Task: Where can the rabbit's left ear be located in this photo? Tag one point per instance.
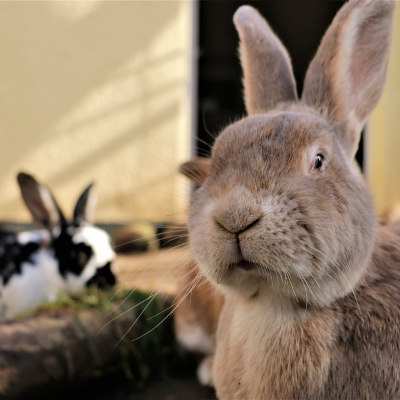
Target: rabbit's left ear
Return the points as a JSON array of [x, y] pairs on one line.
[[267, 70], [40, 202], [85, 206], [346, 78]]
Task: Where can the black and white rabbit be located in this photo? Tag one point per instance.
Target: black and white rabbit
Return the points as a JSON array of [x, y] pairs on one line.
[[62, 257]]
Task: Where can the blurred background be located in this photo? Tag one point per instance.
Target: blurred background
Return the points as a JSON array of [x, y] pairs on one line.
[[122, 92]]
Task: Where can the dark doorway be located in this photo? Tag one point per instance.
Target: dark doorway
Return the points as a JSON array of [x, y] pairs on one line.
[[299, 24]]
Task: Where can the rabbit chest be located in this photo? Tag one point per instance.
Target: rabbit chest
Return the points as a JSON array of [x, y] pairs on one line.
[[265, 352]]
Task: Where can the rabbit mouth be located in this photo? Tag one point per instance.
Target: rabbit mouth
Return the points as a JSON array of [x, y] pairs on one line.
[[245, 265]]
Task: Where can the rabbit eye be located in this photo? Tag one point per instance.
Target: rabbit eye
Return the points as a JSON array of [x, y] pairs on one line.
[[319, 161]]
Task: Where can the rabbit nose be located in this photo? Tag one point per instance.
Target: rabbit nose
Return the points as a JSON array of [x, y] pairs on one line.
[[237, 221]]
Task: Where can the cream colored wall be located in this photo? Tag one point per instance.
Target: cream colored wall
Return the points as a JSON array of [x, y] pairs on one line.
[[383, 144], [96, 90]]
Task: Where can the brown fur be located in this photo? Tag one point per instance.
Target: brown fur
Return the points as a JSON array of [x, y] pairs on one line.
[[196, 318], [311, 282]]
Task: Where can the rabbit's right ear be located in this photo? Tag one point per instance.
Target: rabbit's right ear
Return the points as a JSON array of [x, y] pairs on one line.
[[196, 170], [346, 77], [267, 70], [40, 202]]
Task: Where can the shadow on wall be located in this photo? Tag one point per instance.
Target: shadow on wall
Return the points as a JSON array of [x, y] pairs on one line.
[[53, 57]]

> **What the task requires**
Set down, please, the lines from the line holding "Task: Where can the rabbit nose" through the final line of the data, exactly and with nothing added.

> **Exercise output**
Task: Where can the rabbit nose be located in this photo? Tag one point per instance.
Target: rabbit nose
Return the points as a JSON array of [x, y] pairs on one line.
[[237, 221]]
Task: Where can the cream colored wall be located in this photo? Tag one point per instance.
Target: cream colored wall
Return the points as a JSON array of [x, y] pairs on one line.
[[383, 144], [96, 90]]
Task: Where can the brown fur be located in this photo? Tag one point per instance.
Target: brown fur
Return the points as a JSON array of [x, y] pairs on one line.
[[196, 318], [311, 282]]
Task: Where can the rabbit's right ear be located in this photo? Tag one point per instance.
Target: rabbit's right ear
Return the points as a JSON array of [x, y] pairs on one line.
[[196, 170], [346, 77], [267, 70], [40, 202]]
Task: Where can the shadow on wall be located in this photo? Tag one point per instance.
Target: shadow on wall
Return the points as a JSON array of [x, y] pairs on one line.
[[53, 57]]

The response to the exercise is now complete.